### Work to be completed
Every record that follows must be duplicated exactly, with images left out.

>> START Material supplied

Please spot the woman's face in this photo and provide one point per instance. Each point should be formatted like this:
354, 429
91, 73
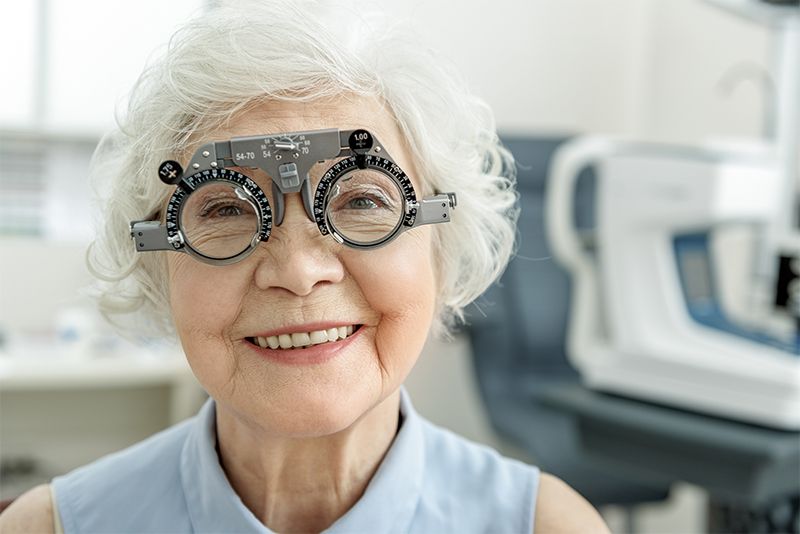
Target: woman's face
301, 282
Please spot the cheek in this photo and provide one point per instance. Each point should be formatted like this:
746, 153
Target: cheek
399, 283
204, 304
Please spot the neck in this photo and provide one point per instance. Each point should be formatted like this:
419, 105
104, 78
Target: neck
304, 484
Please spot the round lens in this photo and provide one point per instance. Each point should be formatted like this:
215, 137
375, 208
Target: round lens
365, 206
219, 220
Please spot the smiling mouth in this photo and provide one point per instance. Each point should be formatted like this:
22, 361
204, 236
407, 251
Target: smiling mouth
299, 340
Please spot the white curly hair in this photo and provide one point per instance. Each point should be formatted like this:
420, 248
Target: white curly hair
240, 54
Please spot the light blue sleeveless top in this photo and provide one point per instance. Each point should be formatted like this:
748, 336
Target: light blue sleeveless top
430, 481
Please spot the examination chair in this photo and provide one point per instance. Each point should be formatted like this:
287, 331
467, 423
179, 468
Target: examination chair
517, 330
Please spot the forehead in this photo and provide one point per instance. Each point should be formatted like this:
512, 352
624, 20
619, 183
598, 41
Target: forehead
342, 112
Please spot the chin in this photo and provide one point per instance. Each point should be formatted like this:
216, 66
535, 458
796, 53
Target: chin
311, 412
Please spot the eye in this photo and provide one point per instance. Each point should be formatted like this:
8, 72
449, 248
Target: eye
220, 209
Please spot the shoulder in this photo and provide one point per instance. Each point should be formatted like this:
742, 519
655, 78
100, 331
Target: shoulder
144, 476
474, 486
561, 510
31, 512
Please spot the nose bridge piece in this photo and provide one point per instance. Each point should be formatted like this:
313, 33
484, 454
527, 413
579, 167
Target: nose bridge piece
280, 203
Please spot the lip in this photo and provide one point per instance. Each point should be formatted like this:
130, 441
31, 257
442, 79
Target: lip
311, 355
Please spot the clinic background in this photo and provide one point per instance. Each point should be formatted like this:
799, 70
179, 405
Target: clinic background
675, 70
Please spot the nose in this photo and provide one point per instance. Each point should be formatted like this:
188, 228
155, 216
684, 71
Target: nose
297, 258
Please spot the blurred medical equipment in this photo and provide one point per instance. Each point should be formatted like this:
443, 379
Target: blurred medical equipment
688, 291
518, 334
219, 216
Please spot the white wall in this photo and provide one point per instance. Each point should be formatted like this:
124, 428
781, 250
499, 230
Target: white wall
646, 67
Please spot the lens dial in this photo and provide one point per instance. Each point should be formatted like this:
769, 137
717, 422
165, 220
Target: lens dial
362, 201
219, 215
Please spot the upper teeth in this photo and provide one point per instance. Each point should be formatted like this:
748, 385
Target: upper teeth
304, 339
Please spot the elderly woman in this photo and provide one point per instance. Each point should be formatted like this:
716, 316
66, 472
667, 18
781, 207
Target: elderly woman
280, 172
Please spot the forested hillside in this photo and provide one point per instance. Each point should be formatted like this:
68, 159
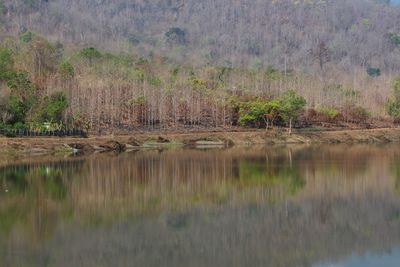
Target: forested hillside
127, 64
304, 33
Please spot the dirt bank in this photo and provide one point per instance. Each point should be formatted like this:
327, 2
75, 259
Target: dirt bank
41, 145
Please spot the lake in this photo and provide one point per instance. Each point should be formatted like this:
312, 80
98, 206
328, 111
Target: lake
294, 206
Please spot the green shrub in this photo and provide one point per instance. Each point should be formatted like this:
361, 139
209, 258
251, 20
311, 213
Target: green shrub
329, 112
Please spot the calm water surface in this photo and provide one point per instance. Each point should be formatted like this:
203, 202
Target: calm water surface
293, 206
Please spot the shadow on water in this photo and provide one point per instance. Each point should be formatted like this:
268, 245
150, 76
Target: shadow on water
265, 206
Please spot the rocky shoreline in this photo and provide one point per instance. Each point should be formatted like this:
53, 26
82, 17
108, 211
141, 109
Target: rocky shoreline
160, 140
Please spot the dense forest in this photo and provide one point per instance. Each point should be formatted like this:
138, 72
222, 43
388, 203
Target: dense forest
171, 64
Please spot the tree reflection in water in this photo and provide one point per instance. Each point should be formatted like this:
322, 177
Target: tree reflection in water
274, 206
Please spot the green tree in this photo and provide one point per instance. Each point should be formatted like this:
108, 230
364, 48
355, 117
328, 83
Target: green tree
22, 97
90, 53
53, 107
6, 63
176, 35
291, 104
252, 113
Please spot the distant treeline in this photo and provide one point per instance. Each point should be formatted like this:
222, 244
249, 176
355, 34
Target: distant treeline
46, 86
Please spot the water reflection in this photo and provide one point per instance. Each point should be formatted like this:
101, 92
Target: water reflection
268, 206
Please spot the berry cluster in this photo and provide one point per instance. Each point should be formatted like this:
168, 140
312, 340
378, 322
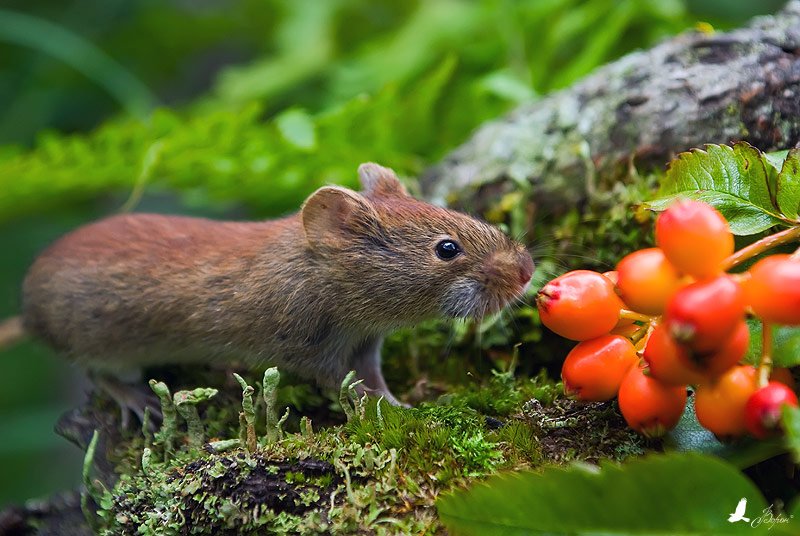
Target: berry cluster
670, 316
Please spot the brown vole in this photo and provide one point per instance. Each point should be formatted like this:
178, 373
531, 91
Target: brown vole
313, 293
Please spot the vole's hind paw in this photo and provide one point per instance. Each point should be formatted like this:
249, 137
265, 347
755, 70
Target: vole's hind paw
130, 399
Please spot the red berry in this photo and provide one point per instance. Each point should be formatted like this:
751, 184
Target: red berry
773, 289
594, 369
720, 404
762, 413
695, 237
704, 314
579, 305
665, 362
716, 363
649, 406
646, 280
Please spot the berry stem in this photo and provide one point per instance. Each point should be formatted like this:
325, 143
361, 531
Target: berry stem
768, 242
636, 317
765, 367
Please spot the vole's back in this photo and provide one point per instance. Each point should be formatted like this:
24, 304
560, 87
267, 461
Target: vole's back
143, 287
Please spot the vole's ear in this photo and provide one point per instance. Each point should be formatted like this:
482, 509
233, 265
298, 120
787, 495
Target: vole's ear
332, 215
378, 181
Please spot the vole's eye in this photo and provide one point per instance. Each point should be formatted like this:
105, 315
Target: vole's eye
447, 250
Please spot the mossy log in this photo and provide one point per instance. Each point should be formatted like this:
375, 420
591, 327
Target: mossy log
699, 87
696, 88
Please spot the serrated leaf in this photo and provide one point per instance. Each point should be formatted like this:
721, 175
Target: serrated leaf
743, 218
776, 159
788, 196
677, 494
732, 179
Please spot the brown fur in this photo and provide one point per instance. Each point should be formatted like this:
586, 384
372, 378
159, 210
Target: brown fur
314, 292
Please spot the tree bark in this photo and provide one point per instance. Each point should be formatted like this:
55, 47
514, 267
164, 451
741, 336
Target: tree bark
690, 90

>> END Material supplied

### Result
Please spot the woman's face in this photo and provide one point per instance. Each point should be formatted like this:
354, 429
91, 73
Target: woman's face
301, 282
Please spot the cheek in this photo and provide one point per instance. Each point should be formatted like this:
746, 153
Target: cheek
399, 283
204, 304
Please spot the neck in this photo and provide one point per instance. Each point should be formatted like this:
419, 105
104, 78
Target: neck
304, 484
Please spot the round lens in this photo and provide one point per instance. Each point should be formatted like this:
215, 137
375, 208
Target: round lens
365, 206
219, 220
Please spot the smiling mouth in this photo and provide one point per instance. Each point should be formatted like this:
22, 361
204, 236
407, 251
Target: smiling mouth
299, 340
Please spot the white curly hair in this photo and provide one point per instance. Each point should be formatted like this:
420, 248
Target: white curly hair
240, 54
Please spot the light blue sleeveless top in this photo and provide one point per instance. Each point should be formatted like this:
748, 336
Target: light blue sleeveless top
430, 481
Please spot the examination chair in this photo and provide one point per instance. Each point should be formatted like this:
287, 331
467, 423
179, 468
Target: examination chair
517, 330
Please spot the forehead in this photo and provide one point per instance. Each point should be formatted like this:
512, 352
624, 20
619, 183
598, 41
Target: forehead
342, 112
Please spot the chin in this photo and provide one point per instance. Each point should be formatted like this:
216, 66
535, 458
796, 53
Target: chin
311, 412
Please spot the eye in this photo and provide one point per instance. Each point should be formatted like this:
8, 72
449, 248
Target: eye
220, 209
Please spot the shoulder in this photo and provide one point per instance. Each point should be formatted like this:
742, 519
655, 78
100, 331
Target: shoulder
144, 476
474, 486
561, 510
31, 512
Please spot the nose bridge piece in this photo and provide one point per instance. Each point should be formatted like this:
313, 33
484, 454
527, 413
579, 167
Target: nose bridge piece
280, 203
Please spot the lip in this photo and provide one point per instance. Each point should be formatted like this:
130, 441
31, 257
442, 79
Target: lip
311, 355
Please spot the clinic background in this photo and provide one point per instance. Each point should be formatted like this:
799, 70
179, 405
Target: clinic background
675, 70
Please spot the nose in this photo and provide one point per instance. Each point should be formatted like this:
188, 228
155, 216
684, 71
Target: nose
297, 258
Please spot the blurred medical equipment in this photo and provide one point per instance. Each point should be formatted like this:
443, 379
Target: blurred medical equipment
688, 291
518, 334
219, 216
Please spot the white wall in this photo and provide one point per instance. Each point should be formatted like this:
124, 428
781, 250
499, 230
Target: white wall
646, 67
Please spot the lens dial in this photo and provide one point per instance. Each point should be formatted like this:
769, 137
717, 422
165, 220
Target: lens dial
362, 201
219, 215
Please spot the upper teeth in this photo and provide one point per instance. Each point should be formatted like this:
748, 385
Target: upper teeth
304, 339
Please spot the elderly woman in this photo and provide one point per instance. Each point should be formatted like this:
716, 316
66, 472
667, 18
781, 207
Target: elderly woman
280, 172
Please spot the forested hillside in this photo and provide one point per instance. Each point should be formatted like this:
68, 159
Target: forested hillside
127, 64
304, 33
Please spot the dirt bank in this photo and provide one point per instance. Each point should be formatted like this:
327, 2
75, 259
Target: dirt bank
41, 145
Please spot the lake in this photo and provide one point per instance. Each point should be formatted like this:
312, 80
98, 206
328, 111
Target: lake
294, 206
Please spot the green shrub in this photo and provide one point per instance. Each point should be formatted like this:
361, 139
209, 258
251, 20
311, 213
Target: green shrub
329, 112
Please spot the calm water surface in this photo and provide one point per instance. Each point should be formatted like this:
203, 202
Target: calm water surface
293, 206
Please spot the shadow on water in this photo and provide one point per instance. Each point should be formatted like this:
268, 245
150, 76
Target: shadow on water
265, 206
Please spot the rocky shoreline in this photo and provide one point per instance. Each point should be formatted like this:
53, 26
82, 17
108, 211
141, 109
Target: rocky shoreline
160, 140
Please spot the dense forest in this photo and provide one point per instance. Each point should be formatted like this:
138, 72
222, 43
388, 203
Target: dense forest
171, 64
Please spot the tree reflection in water in this photo and provide one point per instance. Each point should be formatted like this:
322, 177
Target: tree reflection in water
274, 206
Please spot the green tree in this photo and provide one point per instance. Each point should be formatted like this:
108, 230
364, 48
355, 117
328, 83
Target: green tree
22, 97
90, 53
53, 107
6, 63
176, 35
291, 104
252, 113
Please spot the distant treeline in this photo and provide one point per instance. Each point should be formatted like this:
222, 244
249, 176
355, 34
Target: distant treeline
46, 86
Please spot the water reflection in this photo and provide one point per instance. Each point should be formatted like this:
101, 92
Target: water reflection
268, 206
Please spot the berry cluster in this photo and provide one point per instance. Each point should be formatted like this:
168, 140
312, 340
378, 322
Target: berry cluster
670, 316
Please spot the brown vole in this photo and provide one point per instance. Each point should be formatted like this:
178, 373
531, 91
Target: brown vole
313, 293
Please spot the vole's hind paw in this photo and provide one point per instance. Each point should be formatted like this:
249, 137
265, 347
755, 70
Target: vole's hind paw
130, 399
Please spot the red berry in this photo and provide one point per instance. Each point should be formatted like this:
751, 184
Target: red berry
773, 289
594, 369
720, 404
762, 413
695, 237
704, 314
579, 305
665, 362
716, 363
649, 406
646, 280
Please spot the berry stem in this photo and provide one point per instance. Each point should be formatted like this:
325, 143
361, 531
Target: berry stem
768, 242
636, 317
765, 367
Please spot the vole's back in this photo and provide one point per instance. Each point should be formatted like this:
24, 304
560, 87
267, 461
Target: vole's back
143, 287
Please spot the vole's ear in this photo and provide one point per instance. Each point should be formatted like this:
482, 509
233, 265
298, 120
787, 495
Target: vole's ear
332, 215
378, 181
Please spot the vole's eye in this photo and provide one point per instance. Each point should be formatted like this:
105, 315
Target: vole's eye
447, 250
Please spot the mossy log in this photo and provide one point per instance. Each point should be formatted like this:
375, 420
591, 327
Target: mossy log
699, 87
696, 88
Please spot the serrated leaf in this photo and provide one point per instance. Each point should be formatted like this:
721, 175
Target: serrated leaf
743, 218
776, 159
788, 196
677, 494
732, 179
Please spot the brown fur in this photo and provide one point per instance. Each point should be formatted like this:
586, 384
372, 378
159, 210
Target: brown fur
314, 292
Please spot the tree bark in this photo and provide one point per instance. Each point should be formatted like this:
55, 47
514, 267
164, 451
741, 336
Target: tree bark
690, 90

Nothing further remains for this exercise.